#### [Document]
────────
# Fiance visa doc; proof of plans to get married in the UK



## abci (Feb 24, 2014)

Hi Joppa,

I need an idea of how to show some additional proofs of wedding plans, that I and my fiance have made plans for our wedding.
-we have booked for a registrar for a given date,
-we intend to book a hotel for the night of our wedding
-we are considering buying a bridal bouquet in addition and probably a wedding dress, to show the receipt and pics as proof.

Please I want to know if we are missing anything as proof of our plan to get married? or is there any proof mentioned above that is not necessary?

Lastly I have a receipt of my fiance's engagement ring which is dated middle of last year; just as that is engagement ring, I intend to include the receipt as evidence of our existing relationship. hope it is right if I do so?


----------



## enfianced (May 13, 2013)

abci said:


> Hi Joppa,
> 
> I need an idea of how to show some additional proofs of wedding plans, that I and my fiance have made plans for our wedding.
> -we have booked for a registrar for a given date,
> ...
────────
#### [Information supplied]
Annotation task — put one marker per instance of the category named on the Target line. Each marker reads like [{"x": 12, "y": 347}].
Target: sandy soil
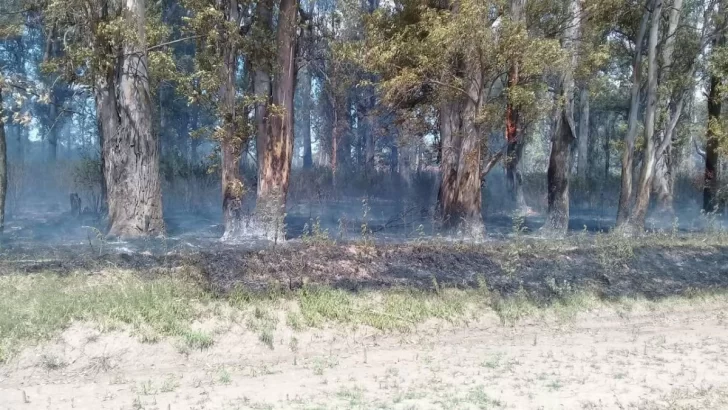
[{"x": 667, "y": 359}]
────────
#### [Prompt 1]
Sum up the fiance visa thread in two sentences.
#### [Prompt 2]
Reproduce the fiance visa thread from "## abci (Feb" to "if I do so?".

#### [Task answer 1]
A poster asks how to show proof of wedding plans and lists what the couple has done: they have booked a registrar for a given date, intend to book a hotel for the wedding night, and are considering buying a bridal bouquet and probably a wedding dress so the receipts and pictures can serve as proof. The poster asks whether anything is missing or unnecessary, and whether it is right to include a receipt for the fiance's engagement ring, dated the middle of last year, as evidence of their existing relationship.

#### [Task answer 2]
## abci (Feb 24, 2014)

Hi Joppa,

I need an idea of how to show some additional proofs of wedding plans, that I and my fiance have made plans for our wedding.
-we have booked for a registrar for a given date,
-we intend to book a hotel for the night of our wedding
-we are considering buying a bridal bouquet in addition and probably a wedding dress, to show the receipt and pics as proof.

Please I want to know if we are missing anything as proof of our plan to get married? or is there any proof mentioned above that is not necessary?

Lastly I have a receipt of my fiance's engagement ring which is dated middle of last year; just as that is engagement ring, I intend to include the receipt as evidence of our existing relationship. hope it is right if I do so?